[Opening Document passage section]

Monday, 31 August 2009

“…By bread Alone”

Many writers have compared human life with the seasons of the year. Our physical lives tracing their path from spring through summer to autumn and finally to winter – “the season of the slippered pantaloon” as Shakespeare described it in “The Taming of the Shrew.” However, life expectancy in Shakespeare’s day was far shorter than it is today. The change is dramatic and is a measure of the progress medicine has made in treating and caring for our physical bodies.

Due to that and to improved economic circumstances for many, the length of the seasons of our lives has changed. When first thinking about this I was intending to say that only our autumn and winter had changed but now I am not so sure. It seems anomalous but I believe whilst autumn and winter have lengthened considerably, conversely spring has in many instances grown shorter. Children seem to become young adults much more rapidly than even fifty years ago. To me this is a great pity, especially as our other seasons have grown longer. Having to face longer summers and much longer autumns and winters would logically seem to need a longer spring too in order to properly prepare ourselves. On the contrary, many young people at the age of 16 or 17 seem to be much more grown up, knowledgeable and sophisticated than I was at their age. Or are they? Is it just appearances deceiving us? Are they really still children at heart and completely unprepared, especially emotionally, for what awaits them when summer comes? I think this may be true and if so it would explain the growing immaturity that seems apparent in many adults.

[Closing Document passage section]
[Opening Entries shown section]

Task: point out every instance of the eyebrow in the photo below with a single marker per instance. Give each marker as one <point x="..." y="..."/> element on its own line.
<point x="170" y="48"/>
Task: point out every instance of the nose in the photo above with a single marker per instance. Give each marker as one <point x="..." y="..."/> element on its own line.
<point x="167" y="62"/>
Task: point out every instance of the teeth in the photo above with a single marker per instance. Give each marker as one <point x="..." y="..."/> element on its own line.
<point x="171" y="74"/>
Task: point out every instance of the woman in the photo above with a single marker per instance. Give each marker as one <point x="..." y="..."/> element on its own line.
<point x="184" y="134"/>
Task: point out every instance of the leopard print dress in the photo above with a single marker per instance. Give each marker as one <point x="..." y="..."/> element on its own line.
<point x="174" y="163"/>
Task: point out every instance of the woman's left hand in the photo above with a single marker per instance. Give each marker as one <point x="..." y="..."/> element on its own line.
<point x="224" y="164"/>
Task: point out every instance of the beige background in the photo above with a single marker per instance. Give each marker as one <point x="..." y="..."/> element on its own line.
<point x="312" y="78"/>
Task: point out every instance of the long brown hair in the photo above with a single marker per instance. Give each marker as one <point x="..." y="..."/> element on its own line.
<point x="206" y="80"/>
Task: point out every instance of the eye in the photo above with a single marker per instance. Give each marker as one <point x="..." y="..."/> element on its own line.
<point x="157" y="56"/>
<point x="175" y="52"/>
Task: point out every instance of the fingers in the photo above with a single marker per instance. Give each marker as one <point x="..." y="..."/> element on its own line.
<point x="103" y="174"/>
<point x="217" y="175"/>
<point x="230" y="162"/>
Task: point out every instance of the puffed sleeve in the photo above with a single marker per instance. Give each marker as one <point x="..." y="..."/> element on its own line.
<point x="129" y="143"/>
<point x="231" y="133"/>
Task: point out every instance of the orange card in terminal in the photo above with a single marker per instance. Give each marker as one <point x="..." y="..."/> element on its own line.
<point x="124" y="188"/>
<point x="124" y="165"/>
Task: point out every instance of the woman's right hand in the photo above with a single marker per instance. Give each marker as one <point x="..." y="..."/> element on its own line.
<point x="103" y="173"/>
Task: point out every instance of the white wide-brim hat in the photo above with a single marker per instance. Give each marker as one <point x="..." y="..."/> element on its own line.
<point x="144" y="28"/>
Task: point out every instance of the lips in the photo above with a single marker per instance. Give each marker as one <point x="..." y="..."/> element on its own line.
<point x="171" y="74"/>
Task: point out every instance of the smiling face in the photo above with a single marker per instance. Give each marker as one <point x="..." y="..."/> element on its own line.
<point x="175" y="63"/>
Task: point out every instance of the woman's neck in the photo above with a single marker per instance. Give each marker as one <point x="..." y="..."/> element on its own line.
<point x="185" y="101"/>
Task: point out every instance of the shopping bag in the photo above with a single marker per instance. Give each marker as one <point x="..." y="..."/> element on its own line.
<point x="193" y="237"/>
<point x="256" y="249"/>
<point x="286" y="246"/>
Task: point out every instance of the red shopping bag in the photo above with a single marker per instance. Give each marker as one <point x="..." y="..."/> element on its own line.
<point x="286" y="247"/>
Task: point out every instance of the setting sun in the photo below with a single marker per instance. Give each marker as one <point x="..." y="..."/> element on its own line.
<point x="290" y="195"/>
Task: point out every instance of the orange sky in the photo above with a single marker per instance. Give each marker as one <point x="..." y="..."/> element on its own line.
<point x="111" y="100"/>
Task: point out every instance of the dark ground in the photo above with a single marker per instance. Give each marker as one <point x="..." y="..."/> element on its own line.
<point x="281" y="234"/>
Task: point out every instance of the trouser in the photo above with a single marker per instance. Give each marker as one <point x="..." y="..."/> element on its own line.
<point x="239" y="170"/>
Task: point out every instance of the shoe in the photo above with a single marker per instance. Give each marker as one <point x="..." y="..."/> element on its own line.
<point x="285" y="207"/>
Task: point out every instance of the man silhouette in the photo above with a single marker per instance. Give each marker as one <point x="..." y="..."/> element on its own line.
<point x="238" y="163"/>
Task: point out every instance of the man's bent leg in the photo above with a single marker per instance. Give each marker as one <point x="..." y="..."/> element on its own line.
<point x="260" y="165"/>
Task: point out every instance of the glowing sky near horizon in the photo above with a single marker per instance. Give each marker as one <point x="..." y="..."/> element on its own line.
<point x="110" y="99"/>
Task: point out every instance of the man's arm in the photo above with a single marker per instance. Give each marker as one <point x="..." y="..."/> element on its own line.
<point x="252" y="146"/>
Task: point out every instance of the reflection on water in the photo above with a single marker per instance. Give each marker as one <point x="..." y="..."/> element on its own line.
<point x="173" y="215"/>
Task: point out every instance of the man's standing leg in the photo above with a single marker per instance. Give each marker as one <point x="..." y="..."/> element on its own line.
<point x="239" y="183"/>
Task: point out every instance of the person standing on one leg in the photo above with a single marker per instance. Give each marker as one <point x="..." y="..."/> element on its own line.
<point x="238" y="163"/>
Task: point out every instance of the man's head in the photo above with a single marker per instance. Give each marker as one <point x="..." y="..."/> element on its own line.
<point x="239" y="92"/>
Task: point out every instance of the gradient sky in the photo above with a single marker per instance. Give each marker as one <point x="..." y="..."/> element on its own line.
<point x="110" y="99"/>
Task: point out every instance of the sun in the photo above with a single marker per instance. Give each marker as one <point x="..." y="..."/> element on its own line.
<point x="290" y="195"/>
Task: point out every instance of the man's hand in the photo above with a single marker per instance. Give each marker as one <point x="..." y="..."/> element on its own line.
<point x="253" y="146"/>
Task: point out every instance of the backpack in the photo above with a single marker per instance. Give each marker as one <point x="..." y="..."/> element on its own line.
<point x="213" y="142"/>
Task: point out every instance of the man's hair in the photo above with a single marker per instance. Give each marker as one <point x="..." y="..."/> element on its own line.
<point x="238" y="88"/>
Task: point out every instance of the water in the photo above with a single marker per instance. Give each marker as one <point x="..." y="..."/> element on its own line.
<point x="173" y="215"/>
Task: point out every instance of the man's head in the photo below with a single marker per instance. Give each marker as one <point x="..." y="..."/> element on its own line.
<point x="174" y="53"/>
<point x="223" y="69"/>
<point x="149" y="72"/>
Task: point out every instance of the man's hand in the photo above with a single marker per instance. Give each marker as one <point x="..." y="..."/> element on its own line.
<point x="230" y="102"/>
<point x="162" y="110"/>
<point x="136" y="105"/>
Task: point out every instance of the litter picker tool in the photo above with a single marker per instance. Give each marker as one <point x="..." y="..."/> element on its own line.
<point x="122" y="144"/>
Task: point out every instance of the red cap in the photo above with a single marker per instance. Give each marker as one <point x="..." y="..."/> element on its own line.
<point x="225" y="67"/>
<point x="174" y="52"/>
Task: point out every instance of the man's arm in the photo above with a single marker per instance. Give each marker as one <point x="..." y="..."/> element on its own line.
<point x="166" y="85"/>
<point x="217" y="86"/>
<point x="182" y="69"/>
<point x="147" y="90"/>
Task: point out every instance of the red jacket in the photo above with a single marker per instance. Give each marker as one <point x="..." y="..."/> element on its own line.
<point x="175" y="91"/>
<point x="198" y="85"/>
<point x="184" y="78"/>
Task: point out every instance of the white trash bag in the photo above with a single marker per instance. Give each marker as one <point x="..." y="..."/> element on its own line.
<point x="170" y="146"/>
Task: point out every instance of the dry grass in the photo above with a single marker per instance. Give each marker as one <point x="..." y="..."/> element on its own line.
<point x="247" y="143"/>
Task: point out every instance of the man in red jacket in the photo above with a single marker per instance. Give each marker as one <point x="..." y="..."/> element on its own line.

[Closing Entries shown section]

> [Exercise directions] Carry on the essay about life's seasons from the point where it stops, with a paragraph or two in the same reflective voice. You can set the rows aside, since none of them is needed here.

> [Task result]
So often we human beings focus our thoughts and our researches too narrowly and I believe the way we have tackled Shakespeare’s “Ages of Man” in this scientific age, demonstrates the weaknesses of that approach. We have made physical life so much more comfortable for ourselves and through the knowledge gained about drugs, medicines, nutrition etc., we have extended physical life considerably. Our success is manifested by the increased size of geriatric wards in our hospitals and the difficulty pension schemes are experiencing in funding longer living pensioners. However, what about our emotional and spiritual lives? Were we to spend one tenth of the effort and money on understanding our emotions and spirituality that we spend on research into our physical life, this world would be a much happier place.

I dream that one day the various scientific disciplines will wake up to these huge research gaps and begin to do something about them; that they will recognise the urgent need for greater balance in their efforts. The biblical caution that “man cannot live by bread alone” is frequently quoted but in scientific research is totally ignored. It is little wonder therefore that this lack of balance in scientific research is reflected in a clear lack of balance in human social organisation and understanding. We deify science, which is almost exclusively materialistic, at our peril. We are not intended to live our lives just on the physical level alone and by doing so we create huge inner conflict that reflects itself in external conflict – hence all the wars and the needless and irresponsible loss of young lives in those conflicts.